Kaybettik, hemen suçlu
arandı. Tabi, Avrupa Bakanı Egemen Bağış açıklamadan günler önce yaptığı
açıklamayla, “Olimpiyatları alamazsak
sebebi gezi parkı eylemleridir” diyerek, suçluyu baştan
tespit etmişlerdi. Spordan sorumlu Devlet Bakanı Suat Kılıç hıncını, kinini ‘kına stoku’ tanımını
kullanarak çıkarttı terbiye sınırlarını aşarak. Ders almıyorlar, insanı
tanımıyorlar. Kendilerinden başkası mı, geç git anlayışındalar.
2007 yılı T.B.M.M ödülleri
dağıtım töreninde gerçekleşen bir olay şöyledir. Ödül verilenlerin içinde
Türkiye’ye birçok madalya kazandıran eski güreşçi Gazanfer Bilge de vardır. 62
yıl önce (bugün itibariyle 68 yıl) şampiyonluğu üzerine dönemin
Meclis Başkanı Kazım Karabekir tarafından kendisine gönderilen kutlama
fermanını Bülent Arınç ve Tayyip Erdoğan’a sunan Gazanfer Bilge’ye, Erdoğan “Gazanfer ağabey, bunlar biz de kalıyor
değil mi?” diye
sorunca, Bilge; “Kalsın,
malsın, öğrenin” der. Esprili bu cevaba gülüşmeler olmuş.

::::::::

Görevin amacı: Olimpiyat yazısında "2007 yılı T.B.M.M" sözlerinden "cevaba gülüşmeler olmuş." sözlerine kadar olan kısmı hiç değiştirmeden yazın. Bu iş için listeye bakmanız gerekmiyor.

Çıkarılan veri kayıtları
::::::::

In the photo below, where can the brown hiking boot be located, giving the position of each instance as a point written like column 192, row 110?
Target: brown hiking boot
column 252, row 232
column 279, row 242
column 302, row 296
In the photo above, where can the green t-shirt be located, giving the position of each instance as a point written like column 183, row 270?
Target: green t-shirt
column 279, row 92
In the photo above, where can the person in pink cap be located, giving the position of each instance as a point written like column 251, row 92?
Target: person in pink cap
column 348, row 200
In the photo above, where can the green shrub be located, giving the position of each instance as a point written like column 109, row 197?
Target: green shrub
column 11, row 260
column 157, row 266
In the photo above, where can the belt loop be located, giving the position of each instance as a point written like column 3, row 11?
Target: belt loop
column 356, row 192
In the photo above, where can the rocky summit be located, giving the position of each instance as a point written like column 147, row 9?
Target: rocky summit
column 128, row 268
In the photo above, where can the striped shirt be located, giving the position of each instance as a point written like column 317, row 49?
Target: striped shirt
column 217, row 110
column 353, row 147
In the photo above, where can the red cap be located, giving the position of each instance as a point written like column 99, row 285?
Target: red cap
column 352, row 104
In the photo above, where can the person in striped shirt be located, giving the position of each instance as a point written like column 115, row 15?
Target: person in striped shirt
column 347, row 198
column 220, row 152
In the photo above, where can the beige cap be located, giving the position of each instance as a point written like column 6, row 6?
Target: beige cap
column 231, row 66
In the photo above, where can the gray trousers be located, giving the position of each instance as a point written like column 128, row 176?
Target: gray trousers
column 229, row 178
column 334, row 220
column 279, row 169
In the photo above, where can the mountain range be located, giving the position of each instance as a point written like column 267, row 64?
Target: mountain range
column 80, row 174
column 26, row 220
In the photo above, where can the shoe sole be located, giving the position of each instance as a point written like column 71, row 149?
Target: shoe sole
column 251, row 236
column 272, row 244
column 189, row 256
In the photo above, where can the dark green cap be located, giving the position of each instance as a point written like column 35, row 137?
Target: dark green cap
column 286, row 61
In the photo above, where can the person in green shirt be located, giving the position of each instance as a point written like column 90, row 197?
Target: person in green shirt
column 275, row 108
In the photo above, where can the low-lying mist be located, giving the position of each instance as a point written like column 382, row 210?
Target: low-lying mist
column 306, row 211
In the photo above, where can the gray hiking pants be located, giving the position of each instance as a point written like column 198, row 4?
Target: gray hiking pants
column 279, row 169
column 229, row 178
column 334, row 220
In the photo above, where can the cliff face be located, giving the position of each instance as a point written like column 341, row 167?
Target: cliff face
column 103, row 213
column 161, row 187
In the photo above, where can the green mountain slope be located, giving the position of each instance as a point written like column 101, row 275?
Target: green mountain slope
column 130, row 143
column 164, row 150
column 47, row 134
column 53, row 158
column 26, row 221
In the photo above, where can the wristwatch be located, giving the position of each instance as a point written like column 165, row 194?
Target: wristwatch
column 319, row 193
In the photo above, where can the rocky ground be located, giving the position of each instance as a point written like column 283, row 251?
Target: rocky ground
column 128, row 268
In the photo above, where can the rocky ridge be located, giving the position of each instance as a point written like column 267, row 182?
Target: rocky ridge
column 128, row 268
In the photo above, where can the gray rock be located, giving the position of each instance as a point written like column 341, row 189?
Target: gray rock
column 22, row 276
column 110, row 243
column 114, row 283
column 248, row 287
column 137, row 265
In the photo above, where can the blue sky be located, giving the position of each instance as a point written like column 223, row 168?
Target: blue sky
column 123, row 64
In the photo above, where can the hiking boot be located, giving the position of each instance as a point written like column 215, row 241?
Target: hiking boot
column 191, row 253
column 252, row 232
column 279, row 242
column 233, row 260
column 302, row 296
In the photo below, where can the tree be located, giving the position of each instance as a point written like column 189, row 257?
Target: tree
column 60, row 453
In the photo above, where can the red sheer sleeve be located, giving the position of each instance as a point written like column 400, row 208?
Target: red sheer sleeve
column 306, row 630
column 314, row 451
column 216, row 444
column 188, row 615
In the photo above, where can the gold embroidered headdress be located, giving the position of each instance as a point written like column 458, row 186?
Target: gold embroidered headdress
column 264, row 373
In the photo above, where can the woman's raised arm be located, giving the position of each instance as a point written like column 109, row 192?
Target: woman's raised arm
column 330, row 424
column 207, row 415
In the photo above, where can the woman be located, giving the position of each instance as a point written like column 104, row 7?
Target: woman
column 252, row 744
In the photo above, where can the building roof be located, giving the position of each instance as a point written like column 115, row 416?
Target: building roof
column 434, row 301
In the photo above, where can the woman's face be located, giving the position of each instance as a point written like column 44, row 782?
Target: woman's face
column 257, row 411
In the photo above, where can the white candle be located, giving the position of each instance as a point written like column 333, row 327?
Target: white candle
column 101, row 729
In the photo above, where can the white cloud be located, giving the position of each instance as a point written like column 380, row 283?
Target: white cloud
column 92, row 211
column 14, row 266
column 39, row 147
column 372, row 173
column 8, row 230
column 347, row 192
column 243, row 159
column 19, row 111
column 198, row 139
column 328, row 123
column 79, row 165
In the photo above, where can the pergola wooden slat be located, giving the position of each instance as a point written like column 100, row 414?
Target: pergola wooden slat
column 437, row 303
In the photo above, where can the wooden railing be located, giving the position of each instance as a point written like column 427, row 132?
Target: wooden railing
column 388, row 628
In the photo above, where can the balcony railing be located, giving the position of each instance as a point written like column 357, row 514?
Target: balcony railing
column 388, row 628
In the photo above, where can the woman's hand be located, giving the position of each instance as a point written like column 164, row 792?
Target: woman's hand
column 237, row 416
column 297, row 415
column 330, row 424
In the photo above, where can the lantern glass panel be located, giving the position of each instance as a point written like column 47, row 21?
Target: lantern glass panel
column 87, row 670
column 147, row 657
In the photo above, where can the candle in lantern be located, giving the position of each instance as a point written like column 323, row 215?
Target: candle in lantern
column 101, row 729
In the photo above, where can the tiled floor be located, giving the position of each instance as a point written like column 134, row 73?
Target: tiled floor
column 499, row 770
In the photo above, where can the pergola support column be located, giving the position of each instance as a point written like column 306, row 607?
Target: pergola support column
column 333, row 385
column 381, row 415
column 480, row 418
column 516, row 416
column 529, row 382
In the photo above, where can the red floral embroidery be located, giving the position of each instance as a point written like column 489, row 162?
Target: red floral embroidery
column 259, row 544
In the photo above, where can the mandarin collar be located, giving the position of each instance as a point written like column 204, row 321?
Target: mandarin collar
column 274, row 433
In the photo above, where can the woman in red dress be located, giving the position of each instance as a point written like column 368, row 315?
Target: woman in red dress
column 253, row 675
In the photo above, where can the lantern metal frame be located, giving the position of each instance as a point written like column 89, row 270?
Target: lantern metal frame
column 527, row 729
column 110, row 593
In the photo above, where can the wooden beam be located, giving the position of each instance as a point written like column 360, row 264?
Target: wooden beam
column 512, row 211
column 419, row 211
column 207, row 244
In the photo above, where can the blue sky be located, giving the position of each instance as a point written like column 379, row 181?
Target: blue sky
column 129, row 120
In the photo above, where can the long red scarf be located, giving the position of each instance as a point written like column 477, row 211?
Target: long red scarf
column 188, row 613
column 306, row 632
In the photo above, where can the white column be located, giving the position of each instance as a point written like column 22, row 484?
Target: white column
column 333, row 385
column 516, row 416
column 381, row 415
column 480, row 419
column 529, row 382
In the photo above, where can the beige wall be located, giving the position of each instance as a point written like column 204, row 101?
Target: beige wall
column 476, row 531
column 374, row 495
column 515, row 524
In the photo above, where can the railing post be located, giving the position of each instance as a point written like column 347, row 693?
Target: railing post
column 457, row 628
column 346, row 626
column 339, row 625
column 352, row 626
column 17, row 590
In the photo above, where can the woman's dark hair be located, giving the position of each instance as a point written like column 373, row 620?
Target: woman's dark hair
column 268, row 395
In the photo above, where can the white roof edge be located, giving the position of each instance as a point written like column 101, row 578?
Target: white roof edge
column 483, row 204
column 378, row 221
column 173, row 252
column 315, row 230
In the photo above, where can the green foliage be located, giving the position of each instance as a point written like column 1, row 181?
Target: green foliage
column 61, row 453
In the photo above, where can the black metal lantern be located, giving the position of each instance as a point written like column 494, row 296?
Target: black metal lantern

::::::::

Örnek cevap:
2007 yılı T.B.M.M ödülleri
dağıtım töreninde gerçekleşen bir olay şöyledir. Ödül verilenlerin içinde
Türkiye’ye birçok madalya kazandıran eski güreşçi Gazanfer Bilge de vardır. 62
yıl önce (bugün itibariyle 68 yıl) şampiyonluğu üzerine dönemin
Meclis Başkanı Kazım Karabekir tarafından kendisine gönderilen kutlama
fermanını Bülent Arınç ve Tayyip Erdoğan’a sunan Gazanfer Bilge’ye, Erdoğan “Gazanfer ağabey, bunlar biz de kalıyor
değil mi?” diye
sorunca, Bilge; “Kalsın,
malsın, öğrenin” der. Esprili bu cevaba gülüşmeler olmuş.